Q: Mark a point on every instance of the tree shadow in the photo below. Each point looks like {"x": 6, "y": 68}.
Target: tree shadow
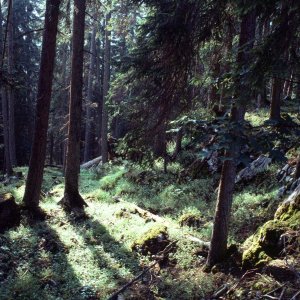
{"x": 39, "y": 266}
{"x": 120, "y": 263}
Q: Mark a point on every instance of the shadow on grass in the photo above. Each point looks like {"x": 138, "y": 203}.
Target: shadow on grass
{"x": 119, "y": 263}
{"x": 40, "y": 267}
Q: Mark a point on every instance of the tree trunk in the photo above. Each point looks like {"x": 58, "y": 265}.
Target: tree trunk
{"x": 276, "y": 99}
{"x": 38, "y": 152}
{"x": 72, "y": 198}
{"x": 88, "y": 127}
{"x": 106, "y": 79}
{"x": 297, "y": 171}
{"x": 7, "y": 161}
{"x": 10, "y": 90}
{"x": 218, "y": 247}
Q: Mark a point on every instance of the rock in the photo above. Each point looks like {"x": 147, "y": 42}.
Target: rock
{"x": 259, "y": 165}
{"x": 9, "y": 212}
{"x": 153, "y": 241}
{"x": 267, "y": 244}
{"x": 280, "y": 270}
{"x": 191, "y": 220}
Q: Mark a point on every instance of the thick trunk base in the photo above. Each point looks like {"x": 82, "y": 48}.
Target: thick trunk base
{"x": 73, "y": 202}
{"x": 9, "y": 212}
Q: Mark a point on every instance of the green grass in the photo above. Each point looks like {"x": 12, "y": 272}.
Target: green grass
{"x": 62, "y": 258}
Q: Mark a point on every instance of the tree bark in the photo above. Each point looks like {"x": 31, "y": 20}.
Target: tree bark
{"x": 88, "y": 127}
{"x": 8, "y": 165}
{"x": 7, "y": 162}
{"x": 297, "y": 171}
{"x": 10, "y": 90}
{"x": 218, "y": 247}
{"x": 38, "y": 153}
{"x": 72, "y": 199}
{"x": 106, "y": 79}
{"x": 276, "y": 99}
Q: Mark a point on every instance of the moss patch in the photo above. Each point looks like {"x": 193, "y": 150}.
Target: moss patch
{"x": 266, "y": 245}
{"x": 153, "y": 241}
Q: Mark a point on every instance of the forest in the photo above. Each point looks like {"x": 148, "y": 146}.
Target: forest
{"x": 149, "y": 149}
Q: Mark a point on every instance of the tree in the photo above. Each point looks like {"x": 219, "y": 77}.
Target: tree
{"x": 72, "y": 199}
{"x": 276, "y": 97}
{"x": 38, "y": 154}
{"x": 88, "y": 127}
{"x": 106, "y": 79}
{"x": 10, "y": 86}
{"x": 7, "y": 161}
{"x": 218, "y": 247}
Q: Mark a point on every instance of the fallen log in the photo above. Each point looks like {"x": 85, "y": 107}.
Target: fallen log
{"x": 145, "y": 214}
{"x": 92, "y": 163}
####################
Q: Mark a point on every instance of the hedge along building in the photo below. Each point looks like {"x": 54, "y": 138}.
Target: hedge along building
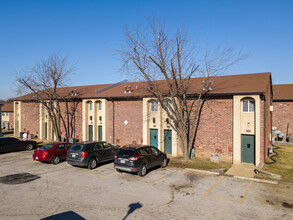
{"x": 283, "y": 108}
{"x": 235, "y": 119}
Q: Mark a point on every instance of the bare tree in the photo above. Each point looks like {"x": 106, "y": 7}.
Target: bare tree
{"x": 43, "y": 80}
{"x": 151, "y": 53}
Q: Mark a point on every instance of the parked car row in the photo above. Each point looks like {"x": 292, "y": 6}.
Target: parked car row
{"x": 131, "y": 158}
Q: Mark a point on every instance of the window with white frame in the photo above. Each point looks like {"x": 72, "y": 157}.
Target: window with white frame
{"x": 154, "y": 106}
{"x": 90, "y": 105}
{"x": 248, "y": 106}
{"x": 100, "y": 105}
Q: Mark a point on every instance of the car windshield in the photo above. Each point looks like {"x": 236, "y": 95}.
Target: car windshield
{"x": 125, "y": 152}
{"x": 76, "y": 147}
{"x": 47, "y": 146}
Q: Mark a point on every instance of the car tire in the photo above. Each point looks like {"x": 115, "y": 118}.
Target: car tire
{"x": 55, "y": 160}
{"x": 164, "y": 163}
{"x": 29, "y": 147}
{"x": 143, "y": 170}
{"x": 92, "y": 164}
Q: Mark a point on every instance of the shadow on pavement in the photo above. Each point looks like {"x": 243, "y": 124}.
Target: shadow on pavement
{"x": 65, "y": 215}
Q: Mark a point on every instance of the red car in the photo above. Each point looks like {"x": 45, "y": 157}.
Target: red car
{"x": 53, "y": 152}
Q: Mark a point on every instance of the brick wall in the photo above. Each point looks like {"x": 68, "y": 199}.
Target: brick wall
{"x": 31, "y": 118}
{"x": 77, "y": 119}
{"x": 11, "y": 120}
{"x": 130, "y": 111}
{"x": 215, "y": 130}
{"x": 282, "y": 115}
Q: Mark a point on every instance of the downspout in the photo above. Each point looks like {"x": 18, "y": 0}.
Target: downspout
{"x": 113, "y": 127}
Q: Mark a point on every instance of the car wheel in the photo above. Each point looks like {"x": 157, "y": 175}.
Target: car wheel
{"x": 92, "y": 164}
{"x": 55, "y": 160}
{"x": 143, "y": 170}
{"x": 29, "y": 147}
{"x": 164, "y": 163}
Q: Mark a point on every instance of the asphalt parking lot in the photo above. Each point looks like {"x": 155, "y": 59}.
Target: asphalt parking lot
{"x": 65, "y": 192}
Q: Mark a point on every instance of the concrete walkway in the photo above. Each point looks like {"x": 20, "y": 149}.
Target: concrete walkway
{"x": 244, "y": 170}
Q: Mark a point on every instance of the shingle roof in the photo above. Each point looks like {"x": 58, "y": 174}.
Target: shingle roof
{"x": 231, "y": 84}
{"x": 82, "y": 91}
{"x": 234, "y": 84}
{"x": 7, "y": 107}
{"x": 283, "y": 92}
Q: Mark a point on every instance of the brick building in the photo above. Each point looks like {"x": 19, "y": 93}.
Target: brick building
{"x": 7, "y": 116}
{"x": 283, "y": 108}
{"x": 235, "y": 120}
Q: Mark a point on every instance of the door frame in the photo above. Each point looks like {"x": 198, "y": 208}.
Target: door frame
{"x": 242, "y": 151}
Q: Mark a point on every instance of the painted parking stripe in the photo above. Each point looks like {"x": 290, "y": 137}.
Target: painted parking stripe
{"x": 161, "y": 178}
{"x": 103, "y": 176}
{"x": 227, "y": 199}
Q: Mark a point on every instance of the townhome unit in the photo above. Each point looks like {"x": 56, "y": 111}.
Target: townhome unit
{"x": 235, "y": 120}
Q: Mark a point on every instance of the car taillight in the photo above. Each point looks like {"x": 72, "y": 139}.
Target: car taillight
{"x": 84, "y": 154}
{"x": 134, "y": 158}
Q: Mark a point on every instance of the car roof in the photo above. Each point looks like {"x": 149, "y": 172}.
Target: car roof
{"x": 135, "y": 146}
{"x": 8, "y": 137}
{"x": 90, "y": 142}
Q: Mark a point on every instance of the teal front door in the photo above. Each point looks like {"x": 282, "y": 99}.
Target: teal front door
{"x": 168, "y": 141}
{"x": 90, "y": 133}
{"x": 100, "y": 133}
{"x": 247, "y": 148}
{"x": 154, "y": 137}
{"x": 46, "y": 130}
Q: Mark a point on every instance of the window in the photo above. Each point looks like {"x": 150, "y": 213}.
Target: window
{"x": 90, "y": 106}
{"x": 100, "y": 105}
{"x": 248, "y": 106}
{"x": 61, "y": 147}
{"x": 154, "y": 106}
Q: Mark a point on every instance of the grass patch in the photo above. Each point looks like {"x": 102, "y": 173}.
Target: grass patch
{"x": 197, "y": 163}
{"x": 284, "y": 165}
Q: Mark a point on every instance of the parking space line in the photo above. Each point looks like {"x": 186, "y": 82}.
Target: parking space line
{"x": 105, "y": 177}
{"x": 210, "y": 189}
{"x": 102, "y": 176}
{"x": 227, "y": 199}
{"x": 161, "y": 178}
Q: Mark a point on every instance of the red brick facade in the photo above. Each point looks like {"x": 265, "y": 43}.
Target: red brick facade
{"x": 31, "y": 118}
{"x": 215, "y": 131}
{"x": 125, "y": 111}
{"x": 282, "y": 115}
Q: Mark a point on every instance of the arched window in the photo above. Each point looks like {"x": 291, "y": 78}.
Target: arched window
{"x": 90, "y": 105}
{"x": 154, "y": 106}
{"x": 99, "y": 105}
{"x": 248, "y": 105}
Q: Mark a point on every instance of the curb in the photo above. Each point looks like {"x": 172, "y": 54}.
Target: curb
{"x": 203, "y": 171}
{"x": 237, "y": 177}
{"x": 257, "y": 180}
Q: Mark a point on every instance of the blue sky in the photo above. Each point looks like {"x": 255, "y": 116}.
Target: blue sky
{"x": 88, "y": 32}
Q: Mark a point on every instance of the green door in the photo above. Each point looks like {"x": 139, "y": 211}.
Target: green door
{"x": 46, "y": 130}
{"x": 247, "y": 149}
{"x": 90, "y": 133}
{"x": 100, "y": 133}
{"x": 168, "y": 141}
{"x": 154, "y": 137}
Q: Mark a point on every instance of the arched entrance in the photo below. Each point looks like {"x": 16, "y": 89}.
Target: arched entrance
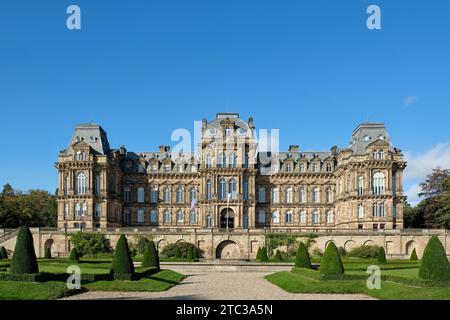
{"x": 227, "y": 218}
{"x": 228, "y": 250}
####################
— WORK INSTRUCTIONS —
Pull out every row above that contains the string "hedge" and copy each one in full. Uppercase and lowercase letters count as different.

— ANSWER —
Q: Mark a point on every instance of the hedge along building in the photo below. Each point looks like {"x": 54, "y": 138}.
Target: hedge along building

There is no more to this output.